Consigne A :: Selon l'extrait, quelle est la première raison de la relative méconnaissance dont fait l'objet Karim Ansarifard ? Répondez en une à trois phrases.

Quand on se penche sur les attaquants qui sévissent en Superleague, ce n’est pas forcément le nom le plus connu. Ni celui qui occupe le plus la scène médiatique au-delà des frontières grecques. On retiendra plutôt l’ancien Sochalien Brown Ideye (Olympiakos), l’ancienne cible de l’OM Marcus Berg (Pana), ou éventuellement le Portugais Hugo Almeida (AEK). Et pourtant, au sein des 16 équipes qui composent cette division, se cache un joueur très talentueux, et encore méconnu. Il s’agit de Karim Ansarifard, attaquant iranien de Panionios âgé de 26 ans, et qui fait tourner toutes les têtes en Grèce.

Ali Daei, le détonateur

La première explication quant à la relative méconnaissance qui entoure Ansarifard réside dans son arrivée tardive en Europe. Natif d’Ardabil, au nord-ouest du pays, à une cinquantaine de kilomètres de la mer Caspienne, le jeune garçon entame sa carrière dans le club de Saipa, qui porte le nom de la marque de fabricant de voitures qui le sponsorise. Pour y arriver, Ansarifard a profité d’un petit coup de pouce du destin : Saipa avait organisé, à ce moment-là, un camp d’entrainement dans sa ville, Ardabil. La suite ? Le jeune attaquant tape dans l’oeil de la légende locale Ali Daei, alors coach de Saipa et qu’il considère comme son idole, qui le fait ensuite venir dans les structures de jeunes. En parallèle, il découvre la sélection nationale U17, quand il évolue encore au Zob Ahan Ardabil F.C.

Une fois arrivé chez les Oranges, son destin s’accélère encore davantage. Plus précisément lors de la saison 2007-2008. Mohsen Khalili parti, la pointe de l’attaque est vide, et l’équipe en cruel manque d’efficacité. Ali Daei, qui ne l’a pas oublié, décide de le faire venir en équipe première, l’année de sa majorité. Si la première saison n’est pas forcément hyper prolifique – 2 buts en 23 apparitions toutes compétitions confondues – Ansarifard vient de poser les bases de son envol. Jusqu’à la fin de la saison 2011-2012, il enchaînera les matchs avec Saipa, pour boucler son aventure avec les « Faiseurs de voitures » sur un beau total de 56 buts en 131 rencontres.

Avec la sélection, il connaîtra d’abord les U20 et les U23 (20 sélections au total, pour 10 réalisations), avant de débuter chez les A en novembre 2009, sous les ordres d’Afshin Ghotbi. Pour l’anecdote, vêtu du n°10 appartenant auparavant à Ali Daei, encore lui, il marquera le seul but du match. On a connu pire bizutage, pour celui qui deviendra, par la suite, le plus jeune buteur de l’Iran en Coupe d’Asie, en marquant contre la Corée du Nord (victoire 1-0), un soir de janvier 2011, pour ce qui restera son « but le plus mémorable » en sélection.

Consigne B :: Mettez sous forme de liste numérotée les lignes des données, du début des données jusqu'à la ligne contenant « [[[82,614],[236,560],[262,482],[164,388],[72,485]]] », incluse, sans les lignes vides.

Données à traiter ::
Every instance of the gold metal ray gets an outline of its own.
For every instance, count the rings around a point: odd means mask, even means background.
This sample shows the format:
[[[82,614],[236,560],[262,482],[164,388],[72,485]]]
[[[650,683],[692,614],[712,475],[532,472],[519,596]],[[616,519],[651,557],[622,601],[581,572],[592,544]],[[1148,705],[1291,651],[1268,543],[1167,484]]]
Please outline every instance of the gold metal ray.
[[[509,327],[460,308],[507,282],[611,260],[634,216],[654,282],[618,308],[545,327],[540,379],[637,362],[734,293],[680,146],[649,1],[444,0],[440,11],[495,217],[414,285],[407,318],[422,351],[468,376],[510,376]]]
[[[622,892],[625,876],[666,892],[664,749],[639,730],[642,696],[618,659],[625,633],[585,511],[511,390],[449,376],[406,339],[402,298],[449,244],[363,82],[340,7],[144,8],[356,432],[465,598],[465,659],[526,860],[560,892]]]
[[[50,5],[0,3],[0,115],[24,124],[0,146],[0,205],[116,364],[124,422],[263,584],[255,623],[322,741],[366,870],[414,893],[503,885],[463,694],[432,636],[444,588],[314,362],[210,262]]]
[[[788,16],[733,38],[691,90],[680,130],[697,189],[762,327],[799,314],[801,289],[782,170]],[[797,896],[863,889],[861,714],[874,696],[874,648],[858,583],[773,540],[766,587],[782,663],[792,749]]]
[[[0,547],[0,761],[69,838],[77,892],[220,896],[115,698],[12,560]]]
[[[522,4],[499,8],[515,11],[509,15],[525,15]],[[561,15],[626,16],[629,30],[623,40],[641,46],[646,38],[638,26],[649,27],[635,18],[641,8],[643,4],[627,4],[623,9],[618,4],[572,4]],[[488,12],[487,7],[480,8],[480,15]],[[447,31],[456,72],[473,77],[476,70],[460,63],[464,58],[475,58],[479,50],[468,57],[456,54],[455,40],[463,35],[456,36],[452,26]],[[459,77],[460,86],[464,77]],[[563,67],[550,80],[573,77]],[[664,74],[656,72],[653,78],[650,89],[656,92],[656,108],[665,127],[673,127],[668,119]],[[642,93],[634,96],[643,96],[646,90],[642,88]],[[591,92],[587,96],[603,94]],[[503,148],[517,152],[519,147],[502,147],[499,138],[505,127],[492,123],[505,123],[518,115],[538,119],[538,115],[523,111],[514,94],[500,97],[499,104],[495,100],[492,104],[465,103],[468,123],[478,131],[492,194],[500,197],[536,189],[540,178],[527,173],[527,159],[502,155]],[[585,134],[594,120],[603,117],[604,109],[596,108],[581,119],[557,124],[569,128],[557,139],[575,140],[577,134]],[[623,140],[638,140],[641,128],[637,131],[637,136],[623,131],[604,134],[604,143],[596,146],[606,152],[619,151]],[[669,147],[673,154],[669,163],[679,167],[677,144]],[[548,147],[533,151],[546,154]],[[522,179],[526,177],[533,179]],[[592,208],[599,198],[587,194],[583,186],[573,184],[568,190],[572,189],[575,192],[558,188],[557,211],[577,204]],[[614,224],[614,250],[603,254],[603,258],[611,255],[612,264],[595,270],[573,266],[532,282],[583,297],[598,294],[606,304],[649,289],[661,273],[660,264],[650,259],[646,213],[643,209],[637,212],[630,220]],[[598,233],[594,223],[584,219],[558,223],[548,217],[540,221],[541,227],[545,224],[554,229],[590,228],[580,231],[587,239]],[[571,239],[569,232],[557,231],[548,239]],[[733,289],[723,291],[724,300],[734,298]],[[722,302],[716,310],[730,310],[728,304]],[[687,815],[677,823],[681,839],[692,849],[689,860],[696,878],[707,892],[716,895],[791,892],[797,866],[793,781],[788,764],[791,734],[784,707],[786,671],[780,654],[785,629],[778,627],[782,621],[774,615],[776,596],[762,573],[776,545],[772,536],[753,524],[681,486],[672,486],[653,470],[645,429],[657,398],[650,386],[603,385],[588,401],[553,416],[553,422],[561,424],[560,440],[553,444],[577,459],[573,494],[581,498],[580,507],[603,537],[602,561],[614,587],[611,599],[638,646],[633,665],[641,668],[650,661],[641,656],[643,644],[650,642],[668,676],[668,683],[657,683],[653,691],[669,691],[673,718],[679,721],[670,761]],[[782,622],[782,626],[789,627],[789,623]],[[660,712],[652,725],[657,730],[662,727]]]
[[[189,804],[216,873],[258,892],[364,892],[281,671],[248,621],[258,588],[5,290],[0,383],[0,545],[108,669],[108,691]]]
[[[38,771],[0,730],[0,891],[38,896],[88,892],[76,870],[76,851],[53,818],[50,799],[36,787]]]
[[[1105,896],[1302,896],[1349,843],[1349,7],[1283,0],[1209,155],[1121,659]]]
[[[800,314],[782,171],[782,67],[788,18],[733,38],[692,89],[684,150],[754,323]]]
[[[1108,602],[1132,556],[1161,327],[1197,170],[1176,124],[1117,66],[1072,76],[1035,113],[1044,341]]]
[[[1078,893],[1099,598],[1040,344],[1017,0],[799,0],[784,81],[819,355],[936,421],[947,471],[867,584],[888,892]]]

Résultat attendu A :: La première explication de la relative méconnaissance qui entoure Karim Ansarifard est son arrivée tardive en Europe.

Résultat attendu B ::
1. Every instance of the gold metal ray gets an outline of its own.
2. For every instance, count the rings around a point: odd means mask, even means background.
3. This sample shows the format:
4. [[[82,614],[236,560],[262,482],[164,388],[72,485]]]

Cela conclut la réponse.